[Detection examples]
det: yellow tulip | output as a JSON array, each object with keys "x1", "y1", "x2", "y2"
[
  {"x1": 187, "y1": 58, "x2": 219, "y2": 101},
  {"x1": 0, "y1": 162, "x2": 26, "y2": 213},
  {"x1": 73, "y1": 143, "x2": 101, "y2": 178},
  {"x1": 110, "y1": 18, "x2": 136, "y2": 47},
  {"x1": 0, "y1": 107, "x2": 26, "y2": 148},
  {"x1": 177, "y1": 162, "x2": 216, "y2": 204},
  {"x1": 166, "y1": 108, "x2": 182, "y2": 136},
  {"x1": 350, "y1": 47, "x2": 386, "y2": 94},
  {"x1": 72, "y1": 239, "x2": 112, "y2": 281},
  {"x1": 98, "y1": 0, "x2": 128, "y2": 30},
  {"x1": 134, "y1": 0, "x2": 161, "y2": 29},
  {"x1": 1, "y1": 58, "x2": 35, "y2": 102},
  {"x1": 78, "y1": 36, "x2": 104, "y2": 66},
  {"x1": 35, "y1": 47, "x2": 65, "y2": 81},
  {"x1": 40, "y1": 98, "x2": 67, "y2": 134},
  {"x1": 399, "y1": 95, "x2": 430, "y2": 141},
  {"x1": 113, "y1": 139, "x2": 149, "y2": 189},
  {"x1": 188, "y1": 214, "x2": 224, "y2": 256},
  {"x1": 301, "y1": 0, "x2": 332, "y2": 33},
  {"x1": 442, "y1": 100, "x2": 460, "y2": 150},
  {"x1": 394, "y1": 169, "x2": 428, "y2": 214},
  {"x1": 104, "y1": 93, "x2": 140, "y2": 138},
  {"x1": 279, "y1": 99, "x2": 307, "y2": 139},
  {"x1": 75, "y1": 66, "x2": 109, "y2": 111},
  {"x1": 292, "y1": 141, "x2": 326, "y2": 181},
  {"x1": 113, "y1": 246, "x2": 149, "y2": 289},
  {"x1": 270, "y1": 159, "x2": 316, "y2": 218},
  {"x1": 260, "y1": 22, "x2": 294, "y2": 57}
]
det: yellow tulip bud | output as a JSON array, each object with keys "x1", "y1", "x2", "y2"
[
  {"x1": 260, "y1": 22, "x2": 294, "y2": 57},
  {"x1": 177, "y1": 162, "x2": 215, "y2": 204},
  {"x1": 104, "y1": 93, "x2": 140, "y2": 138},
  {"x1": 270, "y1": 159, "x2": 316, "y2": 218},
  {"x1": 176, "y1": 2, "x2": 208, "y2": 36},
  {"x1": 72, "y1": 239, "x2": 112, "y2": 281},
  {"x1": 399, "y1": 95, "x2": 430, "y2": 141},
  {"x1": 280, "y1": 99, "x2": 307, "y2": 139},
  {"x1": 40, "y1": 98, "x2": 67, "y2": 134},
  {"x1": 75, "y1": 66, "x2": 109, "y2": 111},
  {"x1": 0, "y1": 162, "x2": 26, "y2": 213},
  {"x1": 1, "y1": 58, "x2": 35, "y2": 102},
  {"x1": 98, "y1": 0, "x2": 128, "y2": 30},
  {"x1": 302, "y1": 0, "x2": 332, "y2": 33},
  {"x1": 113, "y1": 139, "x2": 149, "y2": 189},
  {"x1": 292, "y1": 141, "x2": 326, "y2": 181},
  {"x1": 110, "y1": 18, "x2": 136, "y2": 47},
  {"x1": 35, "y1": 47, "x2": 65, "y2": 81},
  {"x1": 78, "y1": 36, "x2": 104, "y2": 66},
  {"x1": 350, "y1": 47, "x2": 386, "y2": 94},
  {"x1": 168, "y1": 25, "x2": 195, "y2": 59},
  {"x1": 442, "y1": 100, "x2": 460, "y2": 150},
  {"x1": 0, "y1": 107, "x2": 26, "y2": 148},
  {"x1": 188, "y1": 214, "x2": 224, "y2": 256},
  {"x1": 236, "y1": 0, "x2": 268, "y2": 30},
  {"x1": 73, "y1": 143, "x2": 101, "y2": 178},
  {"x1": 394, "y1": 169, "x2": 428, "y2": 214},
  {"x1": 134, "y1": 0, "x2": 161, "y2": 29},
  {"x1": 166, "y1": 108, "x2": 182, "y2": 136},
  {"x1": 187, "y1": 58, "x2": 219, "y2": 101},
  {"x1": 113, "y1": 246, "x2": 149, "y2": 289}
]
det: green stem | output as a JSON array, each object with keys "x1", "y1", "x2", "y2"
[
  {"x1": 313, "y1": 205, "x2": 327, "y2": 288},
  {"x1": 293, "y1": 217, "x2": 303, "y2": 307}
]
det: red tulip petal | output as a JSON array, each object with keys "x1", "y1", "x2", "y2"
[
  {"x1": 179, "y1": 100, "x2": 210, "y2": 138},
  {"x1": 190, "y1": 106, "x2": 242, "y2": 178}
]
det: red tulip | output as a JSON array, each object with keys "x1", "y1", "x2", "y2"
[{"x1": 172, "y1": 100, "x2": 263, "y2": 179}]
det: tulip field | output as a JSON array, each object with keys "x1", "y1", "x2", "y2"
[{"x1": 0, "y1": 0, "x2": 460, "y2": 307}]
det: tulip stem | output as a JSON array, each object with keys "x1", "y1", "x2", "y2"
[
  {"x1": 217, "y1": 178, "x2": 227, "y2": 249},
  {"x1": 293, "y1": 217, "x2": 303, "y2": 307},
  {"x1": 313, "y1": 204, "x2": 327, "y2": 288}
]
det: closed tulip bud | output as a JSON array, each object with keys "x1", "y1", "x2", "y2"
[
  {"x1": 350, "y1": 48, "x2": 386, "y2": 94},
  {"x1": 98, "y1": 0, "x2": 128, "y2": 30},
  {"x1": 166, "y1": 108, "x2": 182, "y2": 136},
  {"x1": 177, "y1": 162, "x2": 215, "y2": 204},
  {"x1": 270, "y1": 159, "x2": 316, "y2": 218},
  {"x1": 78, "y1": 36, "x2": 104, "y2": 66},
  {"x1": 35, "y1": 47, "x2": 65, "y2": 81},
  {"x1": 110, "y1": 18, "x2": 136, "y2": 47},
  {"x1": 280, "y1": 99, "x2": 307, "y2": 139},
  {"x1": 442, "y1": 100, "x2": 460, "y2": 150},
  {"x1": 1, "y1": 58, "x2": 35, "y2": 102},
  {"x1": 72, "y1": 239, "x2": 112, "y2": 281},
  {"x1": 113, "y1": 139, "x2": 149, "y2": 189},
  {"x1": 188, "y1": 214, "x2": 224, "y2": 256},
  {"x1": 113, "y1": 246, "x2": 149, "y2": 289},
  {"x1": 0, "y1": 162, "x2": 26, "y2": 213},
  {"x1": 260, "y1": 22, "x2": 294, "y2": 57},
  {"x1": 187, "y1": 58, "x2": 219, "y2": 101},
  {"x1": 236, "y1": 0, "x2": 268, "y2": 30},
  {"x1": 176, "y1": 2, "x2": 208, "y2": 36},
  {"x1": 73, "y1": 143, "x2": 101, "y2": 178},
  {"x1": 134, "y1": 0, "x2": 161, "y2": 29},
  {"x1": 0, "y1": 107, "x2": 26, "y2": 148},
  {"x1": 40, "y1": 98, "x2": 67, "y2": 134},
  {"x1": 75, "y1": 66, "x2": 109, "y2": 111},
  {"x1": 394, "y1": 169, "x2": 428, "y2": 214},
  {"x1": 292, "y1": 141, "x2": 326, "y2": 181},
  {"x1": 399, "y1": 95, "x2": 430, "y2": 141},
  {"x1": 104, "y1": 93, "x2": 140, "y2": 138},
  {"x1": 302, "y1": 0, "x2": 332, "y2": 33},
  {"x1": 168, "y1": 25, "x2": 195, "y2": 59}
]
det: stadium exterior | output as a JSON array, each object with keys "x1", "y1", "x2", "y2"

» SET PROBLEM: Write out all the records above again, substituting "each entry" for every occurrence of "each object" and changing nothing else.

» ANSWER TO THE PROBLEM:
det: yellow tulip | output as a JSON array, each entry with keys "x1", "y1", "x2", "y2"
[
  {"x1": 187, "y1": 58, "x2": 219, "y2": 101},
  {"x1": 0, "y1": 162, "x2": 26, "y2": 213},
  {"x1": 73, "y1": 143, "x2": 101, "y2": 178},
  {"x1": 110, "y1": 18, "x2": 136, "y2": 47},
  {"x1": 0, "y1": 107, "x2": 26, "y2": 148},
  {"x1": 177, "y1": 162, "x2": 216, "y2": 204},
  {"x1": 166, "y1": 108, "x2": 182, "y2": 136},
  {"x1": 350, "y1": 47, "x2": 386, "y2": 94},
  {"x1": 72, "y1": 239, "x2": 112, "y2": 281},
  {"x1": 98, "y1": 0, "x2": 128, "y2": 30},
  {"x1": 134, "y1": 0, "x2": 161, "y2": 29},
  {"x1": 1, "y1": 58, "x2": 35, "y2": 102},
  {"x1": 78, "y1": 36, "x2": 104, "y2": 66},
  {"x1": 35, "y1": 47, "x2": 65, "y2": 81},
  {"x1": 40, "y1": 98, "x2": 67, "y2": 134},
  {"x1": 399, "y1": 95, "x2": 430, "y2": 141},
  {"x1": 113, "y1": 139, "x2": 149, "y2": 189},
  {"x1": 188, "y1": 214, "x2": 224, "y2": 256},
  {"x1": 301, "y1": 0, "x2": 332, "y2": 33},
  {"x1": 442, "y1": 100, "x2": 460, "y2": 150},
  {"x1": 394, "y1": 169, "x2": 428, "y2": 214},
  {"x1": 104, "y1": 93, "x2": 140, "y2": 138},
  {"x1": 279, "y1": 99, "x2": 307, "y2": 139},
  {"x1": 75, "y1": 66, "x2": 109, "y2": 111},
  {"x1": 292, "y1": 141, "x2": 326, "y2": 181},
  {"x1": 113, "y1": 246, "x2": 149, "y2": 289},
  {"x1": 270, "y1": 159, "x2": 316, "y2": 218},
  {"x1": 260, "y1": 22, "x2": 294, "y2": 57}
]
det: yellow tulip bud | output as a JSON array, each entry with keys "x1", "y1", "x2", "y2"
[
  {"x1": 260, "y1": 22, "x2": 294, "y2": 57},
  {"x1": 177, "y1": 162, "x2": 215, "y2": 204},
  {"x1": 104, "y1": 93, "x2": 140, "y2": 138},
  {"x1": 270, "y1": 159, "x2": 316, "y2": 218},
  {"x1": 176, "y1": 2, "x2": 208, "y2": 36},
  {"x1": 72, "y1": 239, "x2": 112, "y2": 281},
  {"x1": 399, "y1": 95, "x2": 430, "y2": 141},
  {"x1": 280, "y1": 99, "x2": 307, "y2": 139},
  {"x1": 40, "y1": 98, "x2": 67, "y2": 134},
  {"x1": 75, "y1": 66, "x2": 109, "y2": 111},
  {"x1": 0, "y1": 162, "x2": 26, "y2": 213},
  {"x1": 1, "y1": 58, "x2": 35, "y2": 102},
  {"x1": 98, "y1": 0, "x2": 128, "y2": 30},
  {"x1": 302, "y1": 0, "x2": 332, "y2": 33},
  {"x1": 113, "y1": 139, "x2": 149, "y2": 189},
  {"x1": 292, "y1": 141, "x2": 326, "y2": 181},
  {"x1": 110, "y1": 18, "x2": 136, "y2": 47},
  {"x1": 35, "y1": 47, "x2": 65, "y2": 81},
  {"x1": 78, "y1": 36, "x2": 104, "y2": 66},
  {"x1": 350, "y1": 47, "x2": 386, "y2": 94},
  {"x1": 168, "y1": 25, "x2": 195, "y2": 59},
  {"x1": 442, "y1": 100, "x2": 460, "y2": 150},
  {"x1": 0, "y1": 107, "x2": 26, "y2": 148},
  {"x1": 188, "y1": 214, "x2": 224, "y2": 256},
  {"x1": 236, "y1": 0, "x2": 268, "y2": 30},
  {"x1": 73, "y1": 143, "x2": 101, "y2": 178},
  {"x1": 394, "y1": 169, "x2": 428, "y2": 214},
  {"x1": 134, "y1": 0, "x2": 161, "y2": 29},
  {"x1": 166, "y1": 108, "x2": 182, "y2": 136},
  {"x1": 187, "y1": 58, "x2": 219, "y2": 101},
  {"x1": 113, "y1": 246, "x2": 149, "y2": 289}
]
det: green stem | output as a JSON array, each entry with keys "x1", "y1", "x2", "y2"
[
  {"x1": 313, "y1": 205, "x2": 327, "y2": 288},
  {"x1": 293, "y1": 217, "x2": 303, "y2": 307}
]
det: red tulip petal | output as a JSON array, each entry with keys "x1", "y1", "x2", "y2"
[
  {"x1": 179, "y1": 100, "x2": 210, "y2": 138},
  {"x1": 190, "y1": 106, "x2": 242, "y2": 178}
]
det: red tulip | output as a JSON array, each entry with keys "x1", "y1", "x2", "y2"
[{"x1": 172, "y1": 100, "x2": 263, "y2": 179}]
det: tulip field | output as a JSON array, each entry with keys "x1", "y1", "x2", "y2"
[{"x1": 0, "y1": 0, "x2": 460, "y2": 307}]
det: tulip stem | output as a JSON array, each entry with keys "x1", "y1", "x2", "y2"
[
  {"x1": 217, "y1": 178, "x2": 227, "y2": 249},
  {"x1": 293, "y1": 217, "x2": 303, "y2": 307},
  {"x1": 313, "y1": 204, "x2": 327, "y2": 288}
]
det: closed tulip bud | output as a JSON array, each entry with keys "x1", "y1", "x2", "y2"
[
  {"x1": 350, "y1": 48, "x2": 386, "y2": 94},
  {"x1": 98, "y1": 0, "x2": 128, "y2": 30},
  {"x1": 166, "y1": 108, "x2": 182, "y2": 136},
  {"x1": 177, "y1": 162, "x2": 215, "y2": 204},
  {"x1": 270, "y1": 159, "x2": 316, "y2": 218},
  {"x1": 78, "y1": 36, "x2": 104, "y2": 66},
  {"x1": 35, "y1": 47, "x2": 65, "y2": 81},
  {"x1": 110, "y1": 18, "x2": 136, "y2": 47},
  {"x1": 280, "y1": 99, "x2": 307, "y2": 139},
  {"x1": 442, "y1": 100, "x2": 460, "y2": 150},
  {"x1": 1, "y1": 58, "x2": 35, "y2": 102},
  {"x1": 72, "y1": 239, "x2": 112, "y2": 281},
  {"x1": 113, "y1": 139, "x2": 149, "y2": 189},
  {"x1": 188, "y1": 214, "x2": 224, "y2": 256},
  {"x1": 113, "y1": 246, "x2": 149, "y2": 289},
  {"x1": 0, "y1": 162, "x2": 26, "y2": 213},
  {"x1": 260, "y1": 22, "x2": 294, "y2": 57},
  {"x1": 187, "y1": 58, "x2": 219, "y2": 101},
  {"x1": 236, "y1": 0, "x2": 268, "y2": 30},
  {"x1": 176, "y1": 2, "x2": 208, "y2": 36},
  {"x1": 73, "y1": 143, "x2": 101, "y2": 178},
  {"x1": 134, "y1": 0, "x2": 161, "y2": 29},
  {"x1": 0, "y1": 107, "x2": 26, "y2": 148},
  {"x1": 40, "y1": 98, "x2": 67, "y2": 134},
  {"x1": 75, "y1": 66, "x2": 109, "y2": 111},
  {"x1": 394, "y1": 169, "x2": 428, "y2": 214},
  {"x1": 292, "y1": 141, "x2": 326, "y2": 181},
  {"x1": 399, "y1": 95, "x2": 430, "y2": 141},
  {"x1": 104, "y1": 93, "x2": 140, "y2": 138},
  {"x1": 302, "y1": 0, "x2": 332, "y2": 33},
  {"x1": 168, "y1": 25, "x2": 195, "y2": 59}
]
det: stadium exterior | output as a JSON array, each entry with keys "x1", "y1", "x2", "y2"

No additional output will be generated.